## Start Data listing

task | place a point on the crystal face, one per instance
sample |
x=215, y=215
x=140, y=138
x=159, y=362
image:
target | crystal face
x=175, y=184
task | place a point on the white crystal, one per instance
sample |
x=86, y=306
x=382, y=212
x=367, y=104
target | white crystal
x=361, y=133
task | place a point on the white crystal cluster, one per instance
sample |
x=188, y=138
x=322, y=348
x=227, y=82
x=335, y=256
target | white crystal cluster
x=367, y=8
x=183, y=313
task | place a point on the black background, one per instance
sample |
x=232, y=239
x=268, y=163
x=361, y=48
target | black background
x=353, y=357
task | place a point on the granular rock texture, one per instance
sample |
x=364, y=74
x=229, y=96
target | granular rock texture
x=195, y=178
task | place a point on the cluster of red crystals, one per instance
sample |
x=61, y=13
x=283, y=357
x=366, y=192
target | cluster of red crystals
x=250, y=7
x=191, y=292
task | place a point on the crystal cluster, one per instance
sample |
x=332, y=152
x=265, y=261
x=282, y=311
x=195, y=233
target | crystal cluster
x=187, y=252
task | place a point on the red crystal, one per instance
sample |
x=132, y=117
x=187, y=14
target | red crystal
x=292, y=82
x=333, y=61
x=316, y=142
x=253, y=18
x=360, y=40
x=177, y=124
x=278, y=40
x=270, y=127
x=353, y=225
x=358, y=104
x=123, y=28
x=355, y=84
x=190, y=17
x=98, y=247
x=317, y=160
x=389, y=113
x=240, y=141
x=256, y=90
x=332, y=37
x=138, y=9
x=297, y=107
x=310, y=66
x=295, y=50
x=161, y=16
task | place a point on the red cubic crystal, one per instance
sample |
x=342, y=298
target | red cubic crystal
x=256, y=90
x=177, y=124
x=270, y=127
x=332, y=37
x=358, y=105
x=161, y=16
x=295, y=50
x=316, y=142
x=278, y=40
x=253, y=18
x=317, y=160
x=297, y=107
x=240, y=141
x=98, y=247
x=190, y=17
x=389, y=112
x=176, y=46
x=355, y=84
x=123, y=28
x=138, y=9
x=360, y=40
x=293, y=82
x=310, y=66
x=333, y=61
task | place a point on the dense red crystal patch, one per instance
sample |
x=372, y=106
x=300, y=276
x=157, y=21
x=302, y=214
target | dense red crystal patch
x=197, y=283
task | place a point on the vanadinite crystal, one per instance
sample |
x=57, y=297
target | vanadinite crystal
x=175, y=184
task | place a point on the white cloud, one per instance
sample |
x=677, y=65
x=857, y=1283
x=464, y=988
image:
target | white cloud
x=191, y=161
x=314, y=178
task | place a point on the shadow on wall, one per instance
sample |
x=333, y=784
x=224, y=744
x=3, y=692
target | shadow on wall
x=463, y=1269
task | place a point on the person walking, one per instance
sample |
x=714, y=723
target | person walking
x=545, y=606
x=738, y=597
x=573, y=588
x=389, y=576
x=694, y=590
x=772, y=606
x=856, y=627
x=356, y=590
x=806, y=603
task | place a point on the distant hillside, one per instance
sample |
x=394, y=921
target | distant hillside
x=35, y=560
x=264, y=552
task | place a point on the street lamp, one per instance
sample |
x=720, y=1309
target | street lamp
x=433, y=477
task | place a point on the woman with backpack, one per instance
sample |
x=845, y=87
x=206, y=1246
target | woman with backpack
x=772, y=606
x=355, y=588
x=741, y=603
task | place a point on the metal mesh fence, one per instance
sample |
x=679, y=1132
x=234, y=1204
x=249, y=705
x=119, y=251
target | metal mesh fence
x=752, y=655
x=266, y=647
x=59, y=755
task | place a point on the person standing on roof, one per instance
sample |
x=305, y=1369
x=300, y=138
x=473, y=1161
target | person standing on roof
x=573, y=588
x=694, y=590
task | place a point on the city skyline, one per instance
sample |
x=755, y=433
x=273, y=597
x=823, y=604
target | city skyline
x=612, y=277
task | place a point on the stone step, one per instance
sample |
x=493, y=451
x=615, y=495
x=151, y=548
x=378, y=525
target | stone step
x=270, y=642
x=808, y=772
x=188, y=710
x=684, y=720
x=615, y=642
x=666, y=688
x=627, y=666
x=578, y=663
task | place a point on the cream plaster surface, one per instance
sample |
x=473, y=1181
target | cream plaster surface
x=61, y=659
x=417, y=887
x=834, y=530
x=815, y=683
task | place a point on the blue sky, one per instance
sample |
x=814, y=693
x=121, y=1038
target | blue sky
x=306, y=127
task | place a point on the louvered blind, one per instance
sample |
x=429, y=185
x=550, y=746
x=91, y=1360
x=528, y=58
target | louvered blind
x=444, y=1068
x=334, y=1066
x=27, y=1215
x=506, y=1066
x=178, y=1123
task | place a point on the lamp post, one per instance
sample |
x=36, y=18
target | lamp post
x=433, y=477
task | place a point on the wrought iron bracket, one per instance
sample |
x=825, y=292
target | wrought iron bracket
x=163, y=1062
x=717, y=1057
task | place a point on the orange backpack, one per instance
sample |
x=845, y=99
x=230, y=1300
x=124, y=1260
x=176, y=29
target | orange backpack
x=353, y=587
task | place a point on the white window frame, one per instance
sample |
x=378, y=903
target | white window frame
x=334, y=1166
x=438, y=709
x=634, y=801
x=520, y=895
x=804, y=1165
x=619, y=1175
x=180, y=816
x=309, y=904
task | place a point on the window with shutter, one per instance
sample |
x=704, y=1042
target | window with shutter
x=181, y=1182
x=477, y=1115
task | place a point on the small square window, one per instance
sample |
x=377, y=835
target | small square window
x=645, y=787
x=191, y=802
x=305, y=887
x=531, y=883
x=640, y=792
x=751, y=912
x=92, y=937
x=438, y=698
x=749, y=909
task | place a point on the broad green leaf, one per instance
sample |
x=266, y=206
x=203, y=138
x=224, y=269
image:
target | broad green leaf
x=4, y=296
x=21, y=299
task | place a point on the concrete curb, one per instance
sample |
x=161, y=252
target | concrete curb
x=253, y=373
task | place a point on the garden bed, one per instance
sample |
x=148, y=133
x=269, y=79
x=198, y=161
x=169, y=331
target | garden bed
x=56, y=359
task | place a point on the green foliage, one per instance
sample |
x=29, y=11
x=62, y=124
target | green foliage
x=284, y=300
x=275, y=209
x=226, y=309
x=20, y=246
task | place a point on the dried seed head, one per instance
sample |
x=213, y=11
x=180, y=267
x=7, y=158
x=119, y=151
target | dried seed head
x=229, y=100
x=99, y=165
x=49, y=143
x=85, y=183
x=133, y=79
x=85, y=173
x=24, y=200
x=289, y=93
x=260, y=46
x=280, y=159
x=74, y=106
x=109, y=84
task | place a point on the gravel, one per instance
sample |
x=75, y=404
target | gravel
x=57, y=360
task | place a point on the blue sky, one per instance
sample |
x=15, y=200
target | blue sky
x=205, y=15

## End Data listing

Rewrite the listing from the line containing "task | place a point on the distant" through the line containing "x=717, y=1057", inclusive, replacing "street lamp" with "streetlight" and leaving everything else unchanged.

task | place a point on the distant hillside, one per instance
sample |
x=394, y=921
target | distant hillside
x=35, y=560
x=264, y=552
task | place a point on the streetlight, one per instance
sample |
x=720, y=1309
target | streetlight
x=433, y=477
task | place a point on the woman with backpack, one per instance
sample |
x=845, y=87
x=206, y=1246
target | woman with backpack
x=772, y=606
x=355, y=588
x=741, y=603
task | place a point on the metal mesh fence, one per instance
sample |
x=679, y=1132
x=234, y=1204
x=249, y=705
x=119, y=251
target | metal mesh fence
x=752, y=655
x=266, y=647
x=59, y=755
task | place a point on the person standing on roof, one per instance
sample |
x=305, y=1369
x=300, y=138
x=473, y=1161
target | person standing on roof
x=573, y=588
x=694, y=590
task | place a point on the city skyline, one per instance
sample |
x=755, y=433
x=273, y=597
x=823, y=604
target | city skyline
x=612, y=277
task | place a point on the stone step, one per instance
sample |
x=493, y=451
x=615, y=495
x=151, y=548
x=378, y=525
target | stone step
x=270, y=642
x=808, y=772
x=188, y=710
x=684, y=720
x=615, y=642
x=666, y=688
x=627, y=666
x=578, y=663
task | place a point on the cream plaster surface, one per instance
sample |
x=473, y=1181
target | cream plaster surface
x=61, y=659
x=417, y=887
x=834, y=530
x=815, y=683
task | place a point on the blue sky, one per instance
sample |
x=814, y=693
x=121, y=1038
target | blue sky
x=306, y=127
task | place a point on the louvered blind, one per instance
sample |
x=429, y=185
x=550, y=746
x=91, y=1360
x=528, y=58
target | louvered blind
x=444, y=1068
x=334, y=1066
x=27, y=1215
x=506, y=1066
x=178, y=1123
task | place a point on the lamp post, one per instance
sample |
x=36, y=18
target | lamp post
x=433, y=477
task | place a point on the wrought iron bracket, one per instance
sample |
x=825, y=292
target | wrought iron bracket
x=163, y=1062
x=717, y=1057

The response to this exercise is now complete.